#### Brano da leggere:
◆ ◆ ◆ ◆ ◆ ◆ ◆

“Mai ci saremo immaginati di celebrare una Pasqua così, chiusi in casa, nella impossibilità di incontrarci e di scambiarci gli auguri con un abbraccio e una stretta di mano. Chiusi in casa con senso di timore e smarrimento per una epidemia che ci trova impreparati, non solo per la vastità e gravita del contagio, ma perché ha messo in crisi le certezze e le sicurezze alle quali in questi anni la cultura e la società ci avevano abituati”. Lo sottolinea mons. Giuseppe Pellegrini, vescovo Concordia-Pordenone, nel suo messaggio per Pasqua. Eppure, “le prime parole di Gesù risorto”, rivolte a Maddalena, “sono di una tenerezza straordinaria: ‘Donna, perché piangi?’. E anche a noi, in questa Pasqua ci chiede: ‘Perché piangete?’. Si avvicina e delicatamente si preoccupa di noi, chiedendoci come stiamo, si prende cura di noi, asciugando le nostre lacrime e riscaldando il nostro cuore. Nella prima ora del mattino di Pasqua, Gesù si preoccupa del nostro dolore, si china sulle nostre sofferenze abbracciandoci e stringendoci a sé. È il segno meraviglioso di un Dio che prova dolore per il dolore dell’umanità, che soffre per quello che ci sta capitando, senza abbandonarci e lasciarci soli, e, senza sconvolgere i ritmi della storia, si fa carico delle nostre preoccupazioni e delle nostre necessità”. Questo “è il modo con cui Gesù affronta il dolore del mondo. Di fronte ai nostri interrogativi e ai nostri perché, il Signore si avvicina a noi, alla nostra sofferenza, ci fa sentire il suo amore, la sua vicinanza e la sua compassione”.

◆ ◆ ◆ ◆ ◆ ◆ ◆

#### Dati estratti:
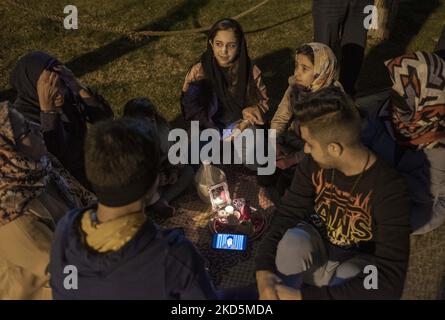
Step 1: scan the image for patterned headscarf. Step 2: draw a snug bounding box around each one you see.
[306,42,341,92]
[0,102,94,227]
[385,51,445,149]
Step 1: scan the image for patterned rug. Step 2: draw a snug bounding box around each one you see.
[158,165,273,288]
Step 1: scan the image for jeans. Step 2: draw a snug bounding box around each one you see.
[275,223,372,288]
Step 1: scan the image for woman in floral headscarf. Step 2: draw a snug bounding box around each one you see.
[0,102,94,299]
[270,42,343,193]
[363,51,445,234]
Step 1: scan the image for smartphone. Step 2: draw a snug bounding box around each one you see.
[222,120,241,140]
[212,233,247,251]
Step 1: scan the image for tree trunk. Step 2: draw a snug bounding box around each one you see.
[368,0,398,41]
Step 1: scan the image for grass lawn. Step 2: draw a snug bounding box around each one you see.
[0,0,445,120]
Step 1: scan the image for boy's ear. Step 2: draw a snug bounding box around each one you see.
[328,142,344,157]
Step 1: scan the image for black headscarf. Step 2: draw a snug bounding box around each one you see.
[11,51,86,140]
[11,51,61,123]
[201,18,252,119]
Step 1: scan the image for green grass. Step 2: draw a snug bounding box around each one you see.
[0,0,445,120]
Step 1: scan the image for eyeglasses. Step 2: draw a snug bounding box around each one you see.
[16,120,32,142]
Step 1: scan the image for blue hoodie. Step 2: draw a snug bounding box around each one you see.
[49,209,216,300]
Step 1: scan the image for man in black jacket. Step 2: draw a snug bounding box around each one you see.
[49,119,216,299]
[256,88,410,299]
[312,0,374,96]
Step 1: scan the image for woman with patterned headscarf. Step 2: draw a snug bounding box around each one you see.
[270,42,343,191]
[11,51,113,186]
[0,102,93,299]
[363,51,445,234]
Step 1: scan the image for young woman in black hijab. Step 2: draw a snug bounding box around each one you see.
[11,51,113,186]
[181,19,269,131]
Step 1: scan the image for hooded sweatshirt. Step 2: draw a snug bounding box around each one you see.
[49,209,216,300]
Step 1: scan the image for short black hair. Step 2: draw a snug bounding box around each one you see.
[294,86,361,146]
[296,44,315,64]
[85,118,160,191]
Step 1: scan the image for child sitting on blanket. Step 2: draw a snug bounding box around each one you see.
[124,98,194,221]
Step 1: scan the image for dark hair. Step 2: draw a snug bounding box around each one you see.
[294,86,361,146]
[85,118,160,199]
[296,44,315,64]
[208,18,244,45]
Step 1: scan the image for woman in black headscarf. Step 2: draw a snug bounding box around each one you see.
[11,51,113,186]
[181,19,269,131]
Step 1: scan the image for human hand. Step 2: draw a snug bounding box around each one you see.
[275,283,303,300]
[255,270,281,300]
[243,106,264,125]
[234,120,251,132]
[53,65,84,94]
[37,70,60,112]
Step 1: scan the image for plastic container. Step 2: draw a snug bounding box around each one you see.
[195,160,227,204]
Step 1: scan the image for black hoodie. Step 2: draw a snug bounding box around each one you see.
[49,209,216,300]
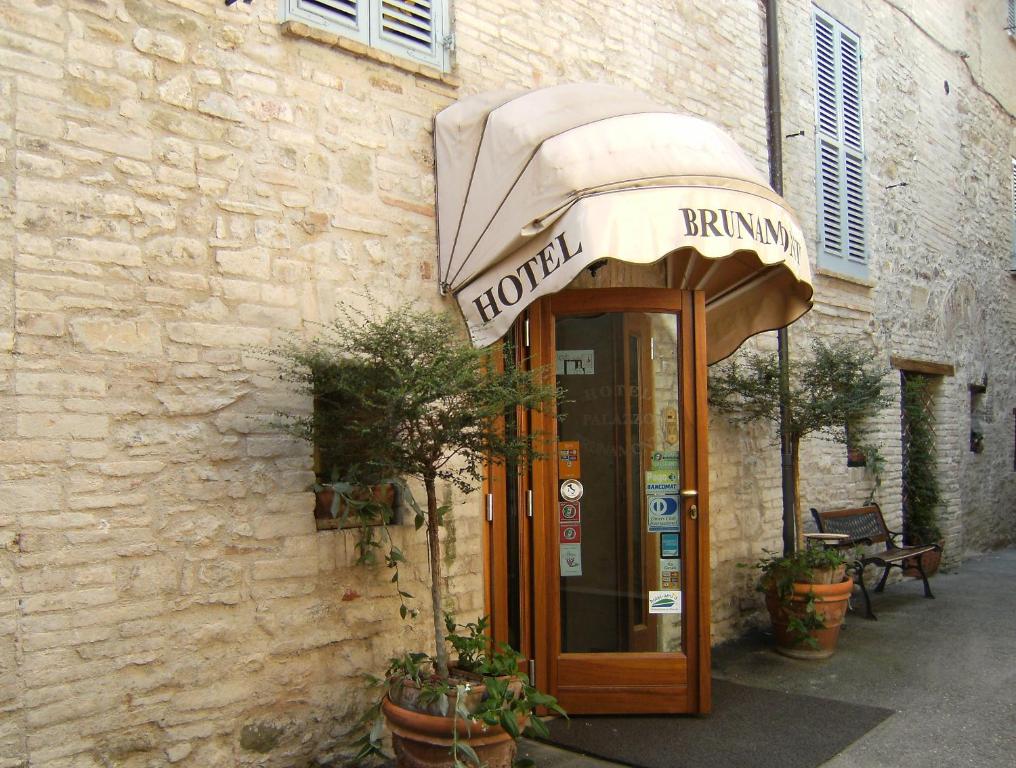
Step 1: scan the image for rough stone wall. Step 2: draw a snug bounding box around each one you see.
[781,0,1016,564]
[0,0,1016,768]
[710,0,1016,641]
[0,0,765,768]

◆ ◆ ◆ ◆ ◆ ◆ ◆

#### Esercizi da svolgere:
A. Nel brano sulla Pasqua, quali parole rivolge Gesù risorto a Maddalena?
B. Prosegui il brano sulla Pasqua da dove si ferma.
I dati non c'entrano niente con il brano sulla Pasqua.

#### Risposte agli esercizi:
A. "Donna, perché piangi?"

B.
In questi giorni segnati dal coronavirus, “come alla Maddalena, così anche a noi, il Signore chiede di avere il coraggio di riconoscere i segni della sua presenza e della vittoria sul male e sulla morte. Ci chiede di andare, senza paura, a proclamare a tutti che Lui è vivo, è ancora presente nella scena del mondo per portare gioia, amore e speranza”. E “quanto amore, nei giorni del coronavirus, si sta diffondendo nel nostro territorio e nel mondo. Basti pensare ai medici, agli infermieri, veri angeli custodi dei malati, ai tantissimi volontari, alle istituzioni, uomini e donne, giovani e adulti che si stanno donando per il bene e la salute di tutti”.
Il vescovo fa una battuta: “Credo che il diavolo, all’inizio della pandemia e dei contagi, fosse contento nel vedere le chiese vuote e la gente non accostarsi più ai sacramenti. Ora, credo che lo sia molto meno! In questo tempo è cambiato il cuore e lo stile di vita di tante persone, meno preoccupate di se stesse e più attente alle necessità e bisogni degli altri. Molti, poi, stanno percependo che nella vita manca la cosa più importante, che c’è bisogno di una Parola che dia significato e illumini il cammino, di una relazione con Dio che dia forza e coraggio nell’affrontare le difficoltà, di un Pane spezzato che ci apra a desiderare il cielo, di sentire vicino l’unico che ha vinto la morte: Gesù”.